EXERCISE BRIEF → Up to and including the line with "783, row 19.", please reproduce the lines below exactly, beginning with the first.

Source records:
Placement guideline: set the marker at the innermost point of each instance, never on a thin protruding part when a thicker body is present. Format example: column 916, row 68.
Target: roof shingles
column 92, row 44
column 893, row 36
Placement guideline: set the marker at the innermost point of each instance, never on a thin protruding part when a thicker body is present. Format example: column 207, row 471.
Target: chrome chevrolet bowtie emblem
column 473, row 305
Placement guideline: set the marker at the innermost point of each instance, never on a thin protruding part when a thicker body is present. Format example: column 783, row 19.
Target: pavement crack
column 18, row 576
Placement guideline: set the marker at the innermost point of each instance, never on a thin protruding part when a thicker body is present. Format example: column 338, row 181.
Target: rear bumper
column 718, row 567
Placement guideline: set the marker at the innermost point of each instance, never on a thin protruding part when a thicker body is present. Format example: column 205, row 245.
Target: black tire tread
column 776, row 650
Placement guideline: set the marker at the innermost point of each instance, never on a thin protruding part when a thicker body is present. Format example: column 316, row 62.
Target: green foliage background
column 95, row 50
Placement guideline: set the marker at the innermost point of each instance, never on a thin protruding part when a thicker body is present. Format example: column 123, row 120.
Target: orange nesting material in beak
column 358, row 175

EXERCISE ANSWER →
Placement guideline: set the marker at the innermost point of each instance, never on a thin protruding part when a thicker body is present. Format example: column 916, row 68.
Target: roof shingles
column 92, row 44
column 893, row 36
Placement guideline: set the marker at the innermost point of each instance, never on a thin protruding part when a thicker body is present. Format example: column 207, row 471.
Target: chrome chevrolet bowtie emblem
column 473, row 305
Placement guideline: set the marker at the innermost point of each instance, never on a thin protruding part when a thicker body is present. Format example: column 783, row 19.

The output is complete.